Exercise description:
Take the line that contains "Target: chrome bowtie emblem" as the first line and the final line of the records as the last; return exactly those lines and the lines between.

[Start Record set]

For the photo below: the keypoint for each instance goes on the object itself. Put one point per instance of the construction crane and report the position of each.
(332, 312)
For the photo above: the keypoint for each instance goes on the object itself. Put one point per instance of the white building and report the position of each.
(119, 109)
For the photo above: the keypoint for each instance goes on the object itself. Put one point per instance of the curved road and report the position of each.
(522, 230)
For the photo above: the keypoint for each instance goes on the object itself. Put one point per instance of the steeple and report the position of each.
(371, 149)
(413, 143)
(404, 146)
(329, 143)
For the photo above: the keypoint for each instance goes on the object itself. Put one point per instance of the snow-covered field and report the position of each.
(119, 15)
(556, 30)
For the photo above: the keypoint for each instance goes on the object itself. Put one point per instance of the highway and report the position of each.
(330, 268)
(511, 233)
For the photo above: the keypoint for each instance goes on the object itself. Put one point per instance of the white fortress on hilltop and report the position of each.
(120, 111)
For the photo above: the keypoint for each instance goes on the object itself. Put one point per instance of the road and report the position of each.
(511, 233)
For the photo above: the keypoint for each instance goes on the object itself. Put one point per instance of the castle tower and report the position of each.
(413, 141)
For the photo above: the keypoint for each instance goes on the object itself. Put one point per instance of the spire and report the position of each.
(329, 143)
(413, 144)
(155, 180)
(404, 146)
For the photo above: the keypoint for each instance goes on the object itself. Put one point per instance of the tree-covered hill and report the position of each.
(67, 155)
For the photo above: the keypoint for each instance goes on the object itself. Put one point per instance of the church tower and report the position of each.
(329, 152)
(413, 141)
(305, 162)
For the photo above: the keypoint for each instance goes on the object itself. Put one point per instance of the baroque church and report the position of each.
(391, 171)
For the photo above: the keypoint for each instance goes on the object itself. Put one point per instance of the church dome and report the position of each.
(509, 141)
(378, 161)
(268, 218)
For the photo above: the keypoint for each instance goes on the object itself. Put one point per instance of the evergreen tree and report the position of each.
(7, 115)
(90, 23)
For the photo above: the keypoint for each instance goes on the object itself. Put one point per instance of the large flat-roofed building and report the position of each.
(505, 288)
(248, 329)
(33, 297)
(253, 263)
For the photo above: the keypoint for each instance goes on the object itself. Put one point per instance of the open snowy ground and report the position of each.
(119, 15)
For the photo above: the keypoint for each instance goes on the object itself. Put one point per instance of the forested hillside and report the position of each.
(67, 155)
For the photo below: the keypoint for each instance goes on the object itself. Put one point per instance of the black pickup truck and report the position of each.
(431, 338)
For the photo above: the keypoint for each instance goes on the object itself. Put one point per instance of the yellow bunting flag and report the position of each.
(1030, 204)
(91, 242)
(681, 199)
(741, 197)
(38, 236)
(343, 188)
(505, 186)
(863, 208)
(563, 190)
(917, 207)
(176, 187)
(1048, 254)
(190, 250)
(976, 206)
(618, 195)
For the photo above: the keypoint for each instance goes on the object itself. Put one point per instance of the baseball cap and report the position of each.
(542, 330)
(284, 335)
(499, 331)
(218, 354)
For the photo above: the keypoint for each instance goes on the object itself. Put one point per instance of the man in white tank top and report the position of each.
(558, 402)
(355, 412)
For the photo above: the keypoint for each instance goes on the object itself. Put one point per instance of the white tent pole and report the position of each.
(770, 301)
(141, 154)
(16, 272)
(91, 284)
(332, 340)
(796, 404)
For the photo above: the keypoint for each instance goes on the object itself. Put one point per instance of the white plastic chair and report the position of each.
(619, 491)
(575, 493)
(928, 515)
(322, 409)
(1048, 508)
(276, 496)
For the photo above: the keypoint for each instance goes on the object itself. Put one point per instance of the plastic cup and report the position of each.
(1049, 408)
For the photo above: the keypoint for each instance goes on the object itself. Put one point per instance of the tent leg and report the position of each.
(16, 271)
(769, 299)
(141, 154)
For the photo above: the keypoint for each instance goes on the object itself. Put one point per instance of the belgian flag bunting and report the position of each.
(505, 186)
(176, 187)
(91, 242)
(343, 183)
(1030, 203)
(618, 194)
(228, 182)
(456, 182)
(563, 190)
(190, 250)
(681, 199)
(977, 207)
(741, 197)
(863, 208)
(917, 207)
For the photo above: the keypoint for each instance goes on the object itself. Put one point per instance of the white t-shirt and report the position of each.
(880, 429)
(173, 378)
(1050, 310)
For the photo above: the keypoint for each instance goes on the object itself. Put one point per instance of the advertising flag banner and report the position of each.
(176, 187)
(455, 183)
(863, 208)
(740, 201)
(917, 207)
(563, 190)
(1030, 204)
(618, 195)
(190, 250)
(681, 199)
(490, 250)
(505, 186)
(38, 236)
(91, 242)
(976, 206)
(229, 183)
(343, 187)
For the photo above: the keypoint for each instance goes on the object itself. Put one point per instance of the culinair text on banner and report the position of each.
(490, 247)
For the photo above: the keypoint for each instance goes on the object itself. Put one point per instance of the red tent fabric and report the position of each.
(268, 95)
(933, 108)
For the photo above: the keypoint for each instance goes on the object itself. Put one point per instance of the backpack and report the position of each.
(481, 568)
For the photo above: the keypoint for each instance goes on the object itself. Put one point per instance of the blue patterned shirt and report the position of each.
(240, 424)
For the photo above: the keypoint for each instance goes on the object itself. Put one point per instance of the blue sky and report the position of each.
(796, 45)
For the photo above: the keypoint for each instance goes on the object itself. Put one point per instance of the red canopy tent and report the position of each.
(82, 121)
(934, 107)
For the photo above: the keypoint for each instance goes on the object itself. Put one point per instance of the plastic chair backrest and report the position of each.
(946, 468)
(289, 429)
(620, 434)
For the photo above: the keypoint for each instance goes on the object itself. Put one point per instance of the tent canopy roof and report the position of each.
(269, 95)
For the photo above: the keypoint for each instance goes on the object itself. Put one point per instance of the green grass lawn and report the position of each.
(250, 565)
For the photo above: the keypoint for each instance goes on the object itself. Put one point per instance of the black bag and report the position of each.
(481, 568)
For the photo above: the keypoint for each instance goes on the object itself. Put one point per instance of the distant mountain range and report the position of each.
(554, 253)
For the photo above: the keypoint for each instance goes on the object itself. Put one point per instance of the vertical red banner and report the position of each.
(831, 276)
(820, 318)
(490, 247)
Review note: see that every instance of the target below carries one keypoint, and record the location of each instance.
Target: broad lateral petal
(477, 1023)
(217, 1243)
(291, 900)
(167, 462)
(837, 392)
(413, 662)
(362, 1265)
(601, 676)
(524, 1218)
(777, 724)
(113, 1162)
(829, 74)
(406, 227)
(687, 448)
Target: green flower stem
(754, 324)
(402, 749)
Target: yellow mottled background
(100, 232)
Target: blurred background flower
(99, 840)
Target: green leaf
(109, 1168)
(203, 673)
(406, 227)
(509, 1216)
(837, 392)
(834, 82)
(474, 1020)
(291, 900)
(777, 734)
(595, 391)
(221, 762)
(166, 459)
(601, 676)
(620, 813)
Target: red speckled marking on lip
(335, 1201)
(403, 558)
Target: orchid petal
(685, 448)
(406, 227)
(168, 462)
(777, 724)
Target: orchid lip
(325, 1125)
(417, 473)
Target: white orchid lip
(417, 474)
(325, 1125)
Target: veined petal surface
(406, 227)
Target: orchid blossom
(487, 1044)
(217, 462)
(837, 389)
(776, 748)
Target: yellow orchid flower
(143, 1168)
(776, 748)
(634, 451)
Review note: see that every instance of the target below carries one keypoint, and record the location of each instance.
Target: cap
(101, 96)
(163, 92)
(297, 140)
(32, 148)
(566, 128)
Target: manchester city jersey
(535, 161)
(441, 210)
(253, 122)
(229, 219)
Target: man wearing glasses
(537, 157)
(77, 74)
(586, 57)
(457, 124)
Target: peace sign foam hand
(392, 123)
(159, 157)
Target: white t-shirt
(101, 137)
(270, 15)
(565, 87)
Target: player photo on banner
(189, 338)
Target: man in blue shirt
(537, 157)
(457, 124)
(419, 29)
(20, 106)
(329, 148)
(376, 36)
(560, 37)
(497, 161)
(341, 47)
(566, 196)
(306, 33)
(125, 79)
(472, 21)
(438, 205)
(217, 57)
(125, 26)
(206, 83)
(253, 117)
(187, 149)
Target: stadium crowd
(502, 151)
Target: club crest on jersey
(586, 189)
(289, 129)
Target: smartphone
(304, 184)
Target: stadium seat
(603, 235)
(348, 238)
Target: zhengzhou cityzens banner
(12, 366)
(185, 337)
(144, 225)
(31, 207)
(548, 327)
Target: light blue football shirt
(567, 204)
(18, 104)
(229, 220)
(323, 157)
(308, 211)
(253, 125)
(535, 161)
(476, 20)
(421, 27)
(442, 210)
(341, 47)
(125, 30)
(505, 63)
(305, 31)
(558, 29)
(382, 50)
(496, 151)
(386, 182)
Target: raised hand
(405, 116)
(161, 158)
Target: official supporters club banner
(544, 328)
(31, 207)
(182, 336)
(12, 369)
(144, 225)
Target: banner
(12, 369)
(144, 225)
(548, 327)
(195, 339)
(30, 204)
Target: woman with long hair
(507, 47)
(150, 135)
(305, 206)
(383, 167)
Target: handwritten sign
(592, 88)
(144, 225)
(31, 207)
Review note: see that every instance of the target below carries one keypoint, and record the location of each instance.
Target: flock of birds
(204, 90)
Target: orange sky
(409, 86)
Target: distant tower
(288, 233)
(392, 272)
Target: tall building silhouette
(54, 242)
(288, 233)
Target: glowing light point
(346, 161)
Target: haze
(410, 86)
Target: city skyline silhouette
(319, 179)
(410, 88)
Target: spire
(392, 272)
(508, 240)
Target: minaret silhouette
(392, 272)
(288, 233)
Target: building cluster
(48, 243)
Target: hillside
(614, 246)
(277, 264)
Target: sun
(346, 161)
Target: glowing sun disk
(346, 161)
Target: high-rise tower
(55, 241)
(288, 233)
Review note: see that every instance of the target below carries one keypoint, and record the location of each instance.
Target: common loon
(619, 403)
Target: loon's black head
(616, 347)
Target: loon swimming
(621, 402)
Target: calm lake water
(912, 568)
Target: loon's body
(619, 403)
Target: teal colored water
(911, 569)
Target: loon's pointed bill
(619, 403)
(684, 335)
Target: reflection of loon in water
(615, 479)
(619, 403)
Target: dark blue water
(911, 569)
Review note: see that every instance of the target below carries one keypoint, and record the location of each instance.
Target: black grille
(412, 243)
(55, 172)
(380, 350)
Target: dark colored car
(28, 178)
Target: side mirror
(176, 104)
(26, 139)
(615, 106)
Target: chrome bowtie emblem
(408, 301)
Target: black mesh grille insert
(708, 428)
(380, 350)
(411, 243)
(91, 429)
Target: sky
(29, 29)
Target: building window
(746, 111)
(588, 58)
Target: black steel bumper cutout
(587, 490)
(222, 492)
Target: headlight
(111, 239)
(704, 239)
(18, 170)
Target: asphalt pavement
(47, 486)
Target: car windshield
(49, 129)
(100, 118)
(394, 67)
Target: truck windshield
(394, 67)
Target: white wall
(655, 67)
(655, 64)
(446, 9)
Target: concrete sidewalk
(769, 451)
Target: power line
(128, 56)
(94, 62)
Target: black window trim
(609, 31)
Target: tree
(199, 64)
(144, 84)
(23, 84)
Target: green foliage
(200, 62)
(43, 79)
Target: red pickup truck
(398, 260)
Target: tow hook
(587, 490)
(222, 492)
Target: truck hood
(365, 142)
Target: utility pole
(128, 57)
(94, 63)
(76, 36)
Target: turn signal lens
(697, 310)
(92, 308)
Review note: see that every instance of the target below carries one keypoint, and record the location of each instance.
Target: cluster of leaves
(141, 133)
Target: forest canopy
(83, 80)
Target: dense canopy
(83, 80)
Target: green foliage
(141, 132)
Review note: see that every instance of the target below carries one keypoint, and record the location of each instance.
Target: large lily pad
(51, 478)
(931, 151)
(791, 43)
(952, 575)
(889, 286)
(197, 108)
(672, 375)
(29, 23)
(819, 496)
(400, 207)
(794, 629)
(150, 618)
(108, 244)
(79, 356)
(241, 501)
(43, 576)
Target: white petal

[End Record set]

Problem solution:
Target: chrome bowtie emblem
(408, 301)
Target: black mesh grille insert
(708, 428)
(380, 350)
(411, 243)
(91, 429)
Target: sky
(29, 29)
Target: building window
(746, 111)
(588, 58)
Target: black steel bumper cutout
(587, 490)
(222, 492)
Target: headlight
(111, 239)
(704, 239)
(18, 170)
Target: asphalt pavement
(47, 486)
Target: car windshield
(49, 129)
(100, 118)
(394, 67)
Target: truck windshield
(394, 67)
Target: white wall
(655, 67)
(655, 64)
(446, 9)
Target: concrete sidewalk
(769, 451)
Target: power line
(128, 56)
(94, 62)
Target: black window trim
(609, 31)
Target: tree
(199, 64)
(144, 84)
(23, 84)
Target: green foliage
(200, 62)
(43, 79)
Target: red pickup truck
(398, 260)
Target: tow hook
(587, 490)
(222, 492)
Target: truck hood
(365, 142)
Target: utility pole
(128, 57)
(94, 63)
(76, 36)
Target: turn signal lens
(697, 310)
(92, 308)
Review note: see that every instance of the target below carries one keypoint, and record the location of each instance.
Target: cluster of leaves
(141, 133)
Target: forest canopy
(83, 80)
Target: dense canopy
(83, 80)
Target: green foliage
(141, 132)
Review note: see that every instance of the target below carries one keypoint, and record the location of each instance.
Target: large lily pad
(51, 478)
(931, 151)
(791, 43)
(952, 575)
(889, 286)
(197, 108)
(672, 375)
(29, 23)
(819, 496)
(400, 207)
(794, 629)
(150, 618)
(108, 244)
(79, 356)
(241, 501)
(43, 576)
Target: white petal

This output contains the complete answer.